+++ TEXT PASSAGE +++

This link will take you to directly view and access the raw data that is being collected. To see an overview in real time, use the Banana interface available from http://<domain.name>/banana. If you are running this on your own computer and not remotely, the url is http://0.0.0.0:8983/banana/.
While Sparkler CE is running, you can first train the model (see the subsection "Domain Discovery" within "First Run Through") and then run Sparkler to crawl the injected URLs through the "sce.sh" script (see "Collect Web Content" subsection). However, you can also get into the sparkler container and use the tools reported in the "Commands" section (see also the subsections "Collect Web Content" and "Output to Search Tools" within "First Run Through") for domain discovery purposes:
$ docker exec -it $(docker ps -a -q --filter="name=compose_sparkler_1") bash
root@9fb9b04ef5bd:/data#
You should not need to get into the sparkler container if you use the utility script named "sce.sh".

+++

• REQUEST A: Update the Sparkler CE passage from "This link will" to "url is http://0.0.0.0:8983/banana/.", giving that part again with "raw data" changed to "unprocessed data".
• REQUEST B: Report how many lines of the records contain the word "white", counting case as significant, and give only the number.
The records are unrelated to the Sparkler CE passage.

+++ ENTRIES SHOWN +++

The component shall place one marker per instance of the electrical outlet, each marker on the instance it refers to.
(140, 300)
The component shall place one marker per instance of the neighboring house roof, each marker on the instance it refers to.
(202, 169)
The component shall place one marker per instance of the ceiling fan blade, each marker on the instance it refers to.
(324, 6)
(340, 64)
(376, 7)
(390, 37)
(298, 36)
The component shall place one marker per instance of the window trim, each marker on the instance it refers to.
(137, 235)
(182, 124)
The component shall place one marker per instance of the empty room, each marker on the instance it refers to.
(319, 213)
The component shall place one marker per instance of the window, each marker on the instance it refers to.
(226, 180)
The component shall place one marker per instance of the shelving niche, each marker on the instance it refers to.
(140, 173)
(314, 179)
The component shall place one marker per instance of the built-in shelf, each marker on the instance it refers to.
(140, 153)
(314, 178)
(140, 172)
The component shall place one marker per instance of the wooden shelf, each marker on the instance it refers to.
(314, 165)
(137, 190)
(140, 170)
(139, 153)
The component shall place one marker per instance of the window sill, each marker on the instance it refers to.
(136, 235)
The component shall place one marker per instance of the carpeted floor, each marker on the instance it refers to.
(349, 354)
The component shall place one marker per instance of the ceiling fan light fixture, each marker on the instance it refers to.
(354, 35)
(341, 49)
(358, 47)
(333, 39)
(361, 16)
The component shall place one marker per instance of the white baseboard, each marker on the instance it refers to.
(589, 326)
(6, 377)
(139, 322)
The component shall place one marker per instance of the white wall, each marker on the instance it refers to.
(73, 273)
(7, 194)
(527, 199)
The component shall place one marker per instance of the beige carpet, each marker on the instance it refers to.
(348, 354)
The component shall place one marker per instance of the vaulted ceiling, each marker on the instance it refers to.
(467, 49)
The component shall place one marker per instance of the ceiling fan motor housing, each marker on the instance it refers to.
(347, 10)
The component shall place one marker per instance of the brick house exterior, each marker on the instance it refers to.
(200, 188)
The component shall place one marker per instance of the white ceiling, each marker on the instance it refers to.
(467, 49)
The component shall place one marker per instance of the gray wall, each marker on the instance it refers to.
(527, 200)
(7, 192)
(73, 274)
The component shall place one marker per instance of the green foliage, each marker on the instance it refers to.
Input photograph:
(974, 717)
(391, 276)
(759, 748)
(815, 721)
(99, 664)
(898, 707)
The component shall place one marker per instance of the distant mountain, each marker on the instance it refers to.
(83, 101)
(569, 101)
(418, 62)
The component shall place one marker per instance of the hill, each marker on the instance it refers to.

+++

• FULL ANSWER A:
This link will take you to directly view and access the unprocessed data that is being collected. To see an overview in real time, use the Banana interface available from http://<domain.name>/banana. If you are running this on your own computer and not remotely, the url is http://0.0.0.0:8983/banana/.

• FULL ANSWER B: 3